An identical copy of the data below is needed.

_ _ _

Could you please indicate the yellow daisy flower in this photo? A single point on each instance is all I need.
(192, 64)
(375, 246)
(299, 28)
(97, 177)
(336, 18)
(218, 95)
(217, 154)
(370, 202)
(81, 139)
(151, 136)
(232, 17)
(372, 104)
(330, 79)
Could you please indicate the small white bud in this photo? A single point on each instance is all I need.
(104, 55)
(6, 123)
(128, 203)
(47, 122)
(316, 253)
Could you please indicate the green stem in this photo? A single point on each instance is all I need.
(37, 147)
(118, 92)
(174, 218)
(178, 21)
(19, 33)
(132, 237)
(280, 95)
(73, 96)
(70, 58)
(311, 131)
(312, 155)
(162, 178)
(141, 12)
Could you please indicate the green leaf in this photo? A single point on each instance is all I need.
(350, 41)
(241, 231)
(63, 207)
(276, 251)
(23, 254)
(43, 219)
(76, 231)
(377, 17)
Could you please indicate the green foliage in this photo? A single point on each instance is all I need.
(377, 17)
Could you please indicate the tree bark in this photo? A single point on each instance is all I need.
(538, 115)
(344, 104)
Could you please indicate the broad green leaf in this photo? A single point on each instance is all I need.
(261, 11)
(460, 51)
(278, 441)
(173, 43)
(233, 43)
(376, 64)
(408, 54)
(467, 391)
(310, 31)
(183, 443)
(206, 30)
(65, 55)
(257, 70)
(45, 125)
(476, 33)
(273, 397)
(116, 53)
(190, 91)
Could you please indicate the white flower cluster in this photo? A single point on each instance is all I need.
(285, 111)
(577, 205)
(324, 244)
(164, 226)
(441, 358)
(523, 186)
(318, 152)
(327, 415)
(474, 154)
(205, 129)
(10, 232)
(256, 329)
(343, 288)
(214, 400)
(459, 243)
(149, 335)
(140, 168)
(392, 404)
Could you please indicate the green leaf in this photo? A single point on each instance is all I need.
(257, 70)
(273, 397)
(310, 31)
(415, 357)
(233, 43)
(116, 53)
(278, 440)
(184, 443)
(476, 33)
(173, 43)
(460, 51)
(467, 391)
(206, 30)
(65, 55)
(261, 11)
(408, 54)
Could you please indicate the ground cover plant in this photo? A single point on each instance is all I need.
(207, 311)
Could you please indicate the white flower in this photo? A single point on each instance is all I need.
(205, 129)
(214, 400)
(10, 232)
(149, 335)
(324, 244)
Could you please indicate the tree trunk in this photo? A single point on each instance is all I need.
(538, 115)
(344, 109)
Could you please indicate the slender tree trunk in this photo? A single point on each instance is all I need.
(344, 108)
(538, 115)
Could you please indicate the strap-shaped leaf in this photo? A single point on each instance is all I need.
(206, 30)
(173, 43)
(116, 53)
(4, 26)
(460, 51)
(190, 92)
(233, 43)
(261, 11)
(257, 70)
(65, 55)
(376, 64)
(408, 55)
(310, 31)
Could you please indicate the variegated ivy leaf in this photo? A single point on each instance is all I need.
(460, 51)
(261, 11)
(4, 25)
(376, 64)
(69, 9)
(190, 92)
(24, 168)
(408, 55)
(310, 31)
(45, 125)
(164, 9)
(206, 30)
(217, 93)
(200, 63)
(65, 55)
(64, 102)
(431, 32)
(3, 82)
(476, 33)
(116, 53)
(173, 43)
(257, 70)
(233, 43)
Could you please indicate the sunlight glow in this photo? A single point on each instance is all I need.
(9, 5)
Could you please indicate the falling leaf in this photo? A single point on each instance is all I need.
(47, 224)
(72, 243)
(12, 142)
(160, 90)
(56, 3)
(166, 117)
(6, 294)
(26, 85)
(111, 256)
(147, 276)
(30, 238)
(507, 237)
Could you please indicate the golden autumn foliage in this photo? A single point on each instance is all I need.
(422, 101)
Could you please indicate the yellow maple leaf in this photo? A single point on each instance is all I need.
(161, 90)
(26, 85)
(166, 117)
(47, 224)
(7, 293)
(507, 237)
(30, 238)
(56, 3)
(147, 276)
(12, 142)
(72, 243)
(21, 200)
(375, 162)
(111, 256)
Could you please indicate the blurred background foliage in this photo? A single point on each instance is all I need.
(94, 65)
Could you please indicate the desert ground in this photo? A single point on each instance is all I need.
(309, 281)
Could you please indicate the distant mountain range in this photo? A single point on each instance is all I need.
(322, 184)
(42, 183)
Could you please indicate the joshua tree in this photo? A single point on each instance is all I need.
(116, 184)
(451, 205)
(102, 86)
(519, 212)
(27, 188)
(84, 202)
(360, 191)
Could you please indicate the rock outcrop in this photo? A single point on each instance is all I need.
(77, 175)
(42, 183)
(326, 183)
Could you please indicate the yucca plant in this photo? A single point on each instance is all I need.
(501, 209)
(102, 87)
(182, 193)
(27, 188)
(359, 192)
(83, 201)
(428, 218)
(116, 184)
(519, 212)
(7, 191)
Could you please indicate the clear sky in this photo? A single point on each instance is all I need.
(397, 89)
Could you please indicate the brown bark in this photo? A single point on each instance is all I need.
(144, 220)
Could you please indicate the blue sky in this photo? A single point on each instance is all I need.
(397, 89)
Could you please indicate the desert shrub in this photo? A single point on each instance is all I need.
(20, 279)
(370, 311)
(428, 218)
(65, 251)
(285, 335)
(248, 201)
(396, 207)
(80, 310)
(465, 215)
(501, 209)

_ _ _

THE COMPLETED TASK –
Could you please indicate the yellow daisy flower in this photo? A single point on each instance is all I need.
(192, 64)
(375, 246)
(299, 28)
(97, 177)
(336, 18)
(218, 95)
(217, 154)
(370, 202)
(81, 139)
(151, 136)
(232, 17)
(372, 104)
(330, 79)
Could you please indicate the small white bud in this photo? A single point on each instance is all I need.
(104, 55)
(6, 123)
(128, 203)
(47, 122)
(316, 253)
Could you please indicate the green stem in this photo? A single point on each instance is all I need.
(37, 147)
(118, 92)
(174, 218)
(178, 21)
(19, 33)
(132, 237)
(280, 95)
(73, 96)
(70, 58)
(311, 131)
(312, 155)
(162, 178)
(141, 12)
Could you please indicate the green leaf in this photo? A single point on each instance is all I need.
(350, 41)
(241, 231)
(63, 207)
(276, 251)
(23, 254)
(43, 219)
(76, 231)
(377, 17)
Could you please indicate the green foliage in this photo? A single point on each instance is all I need.
(377, 17)
Could you please indicate the tree bark in this photo? A single point on each instance is all I need.
(538, 115)
(344, 104)
Could you please indicate the broad green leaf in this photo? A single point on each instance is all I need.
(261, 11)
(460, 51)
(278, 441)
(173, 43)
(233, 43)
(376, 64)
(408, 54)
(467, 391)
(310, 31)
(183, 443)
(206, 30)
(65, 55)
(257, 70)
(45, 125)
(476, 33)
(273, 397)
(116, 53)
(190, 91)
Could you please indicate the white flower cluster in this photo? A single point on each instance is all I need.
(285, 111)
(577, 205)
(324, 244)
(164, 226)
(441, 358)
(523, 186)
(318, 152)
(327, 415)
(474, 154)
(205, 129)
(10, 232)
(256, 329)
(343, 288)
(214, 400)
(459, 243)
(149, 335)
(140, 168)
(392, 404)
Could you please indicate the green leaf in this photo? A single point on each instance is all I need.
(257, 70)
(273, 397)
(310, 31)
(415, 357)
(233, 43)
(116, 53)
(278, 440)
(184, 443)
(476, 33)
(173, 43)
(460, 51)
(467, 391)
(206, 30)
(65, 55)
(261, 11)
(408, 54)
Could you please indicate the ground cover plant in this photo? A single point on each instance is all I need.
(207, 311)
Could you please indicate the white flower in this photo? A single point on each instance is all I need.
(205, 129)
(214, 400)
(10, 232)
(149, 335)
(324, 244)
Could you please indicate the tree trunk in this photo? A single point on each instance is all I need.
(538, 115)
(344, 109)
Could you please indicate the slender tree trunk in this photo? A single point on each instance is all I need.
(344, 108)
(538, 115)
Could you please indicate the strap-shaped leaf in this photo? A single point on each instance is all I need.
(206, 30)
(173, 43)
(116, 53)
(4, 26)
(460, 51)
(190, 92)
(233, 43)
(261, 11)
(257, 70)
(65, 55)
(376, 64)
(408, 55)
(310, 31)
Could you please indicate the variegated ivy leaf in this photo? A single point on each instance is all I need.
(460, 51)
(261, 11)
(4, 25)
(376, 64)
(69, 9)
(190, 92)
(24, 168)
(408, 55)
(310, 31)
(45, 125)
(164, 9)
(206, 30)
(217, 93)
(200, 63)
(65, 55)
(64, 102)
(431, 32)
(3, 82)
(476, 33)
(116, 53)
(173, 43)
(257, 70)
(233, 43)
Could you please indicate the sunlight glow in this photo? A single point on each instance is all I need.
(9, 5)
Could you please indicate the falling leaf in this photo? A single point on each instance is all I need.
(47, 224)
(72, 243)
(12, 142)
(160, 90)
(56, 3)
(166, 117)
(6, 294)
(26, 85)
(111, 256)
(147, 276)
(30, 238)
(507, 237)
Could you please indicate the golden autumn foliage in this photo? A single point on each instance is all I need.
(422, 101)
Could you please indicate the yellow maple leaf in this photo? A single point on each instance is all I need.
(161, 90)
(26, 85)
(166, 117)
(47, 224)
(7, 293)
(507, 237)
(30, 238)
(56, 3)
(147, 276)
(12, 142)
(72, 243)
(21, 200)
(375, 162)
(111, 256)
Could you please indicate the blurred background foliage in this photo? A single point on each instance is all I need.
(94, 65)
Could you please indicate the desert ground in this photo? A single point on each instance is all I need.
(309, 281)
Could you please indicate the distant mountain range in this photo? A single point on each instance is all I need.
(322, 184)
(42, 183)
Could you please indicate the joshua tree in this photo? A single point on each instance is all I need.
(116, 184)
(451, 205)
(102, 86)
(519, 212)
(27, 188)
(84, 202)
(360, 191)
Could you please indicate the rock outcrop in this photo? A single point on each instance is all I need.
(77, 175)
(42, 183)
(326, 183)
Could you please indicate the yucca plant in this photo? A single point on each instance is all I need.
(501, 209)
(102, 87)
(182, 193)
(27, 188)
(359, 192)
(83, 201)
(428, 218)
(116, 184)
(519, 212)
(7, 191)
Could you please indicate the clear sky in this photo? A single point on each instance is all I need.
(397, 89)
Could you please indicate the brown bark in this photo? A single point on each instance is all I need.
(144, 220)
Could you please indicate the blue sky in this photo? A single point on each instance is all I need.
(397, 89)
Could you please indicate the desert shrub in this photo? A single point on each instance is all I need.
(20, 279)
(370, 311)
(428, 218)
(65, 251)
(285, 335)
(248, 201)
(396, 207)
(80, 310)
(465, 215)
(501, 209)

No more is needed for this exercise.